* [DOCUMENT SEGMENT]
..........
During the trial court proceedings in Miami-Dade Circuit Court, the association’s board secretary introduced evidence of the alleged delinquency and the notices purportedly sent to the owner prior to recording its claim of lien. Although the testimony asserted that notices had been mailed to the unit owner, the witness acknowledged a lack of familiarity with the association’s mailing procedures.
The owner denied being associated with the post office boxes to which the notices were sent, denied living at the addresses where the notices were mailed, and claimed he had not resided at those locations for a considerable time.
The trial court ultimately entered a final judgment in Antonioli’s favor, finding that the association had failed to meet its burden to foreclose on its claim of lien. The court found credible the unit owner’s testimony that he had never received the required pre-suit notice and did not understand the payment records presented. It also concluded that the association failed to establish the amounts owed.
In support of its ruling, the trial court cited a 2021 appellate decision holding that a homeowners association must submit relevant budgets and statutory notices when pursuing foreclosures, as well as Florida law requiring that homeowners association claims of lien must include the description of the parcel, name of the owner, name and address of the association, the amount due, and the applicable due date.
The association appealed to the Third District Court of Appeal. It argued that reversal was warranted because the trial court relied on statutory provisions applicable to HOAs rather than condominium associations, but the appellate panel rejected that argument. The judges concluded that the principles governing pre‑suit notice requirements apply equally to condominium associations, noting that the statutory language on HOA notices is materially similar to that contained in the Condominium Act.
The Third DCA also rejected the association’s argument that the owner, who represented himself at trial, failed to properly plead the lack of pre-suit notice as a defense. The panel’s unanimous opinion concluded that while the owner’s pleadings were not models of clarity, they sufficiently informed the association that he was asserting noncompliance with the statutory notice requirements.
The applicable Florida law at the time this action commenced provided that no lien could be recorded until 30 days (now 45 days) after a notice of intent to record a claim of lien had been delivered by registered certified mail, return receipt requested, and by first-class mail to the owner at their last known address as reflected in the records of the association, as well as at the unit’s address if different.
The appellate court found that the association sent notices to two addresses that were not the address of the unit at issue. Although the owner testified that he had lived at one of these addresses at one point, no evidence established when he had done so. He testified that he had no connection to the other address, and the association did not elicit testimony establishing that either address was listed as his last known address in its records.
Because the association failed to establish that the notice was sent to the proper address or that it otherwise complied with the statutory requirements, the appellate court affirmed the dismissal of the foreclosure.
..........
* [COLLECTED DATA]
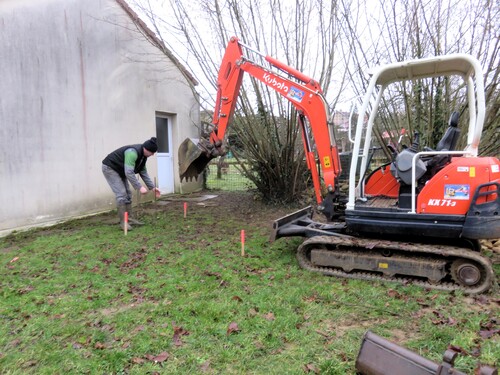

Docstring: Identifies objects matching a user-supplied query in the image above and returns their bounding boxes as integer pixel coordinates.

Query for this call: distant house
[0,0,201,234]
..........
* [EXERCISE TASKS]
**1)** Please summarize the condominium lien case in two sentences.
**2)** Answer these questions from the condominium lien case:
(a) In which court did the trial take place?
(b) Under current Florida law, how many days after the notice of intent is delivered must pass before a lien can be recorded?
(c) Who represented the owner at trial?
**3)** For each statement, decide whether the condominium lien case supports it, and answer yes or no with the deciding words quoted from it.
(a) The appellate panel was divided in its opinion.
(b) The board secretary was familiar with the association's mailing procedures.
(c) The owner testified that he had once lived at one of the addresses where notices were sent.

* [SOLUTIONS IN ORDER]
**1)** A condominium association sought to foreclose on its claim of lien against a unit owner, Antonioli, but the trial court ruled for him, finding credible his testimony that he never received the required pre-suit notice and concluding that the association failed to establish the amounts owed. The Third District Court of Appeal affirmed the dismissal, holding that pre-suit notice principles apply equally to condominium associations and that the association had not shown the notice was sent to the proper address.

**2)**
(a) Miami-Dade Circuit Court
(b) 45 days
(c) He represented himself.

**3)**
(a) No: "The panel’s unanimous opinion"
(b) No: "the witness acknowledged a lack of familiarity with the association’s mailing procedures"
(c) Yes: "the owner testified that he had lived at one of these addresses at one point"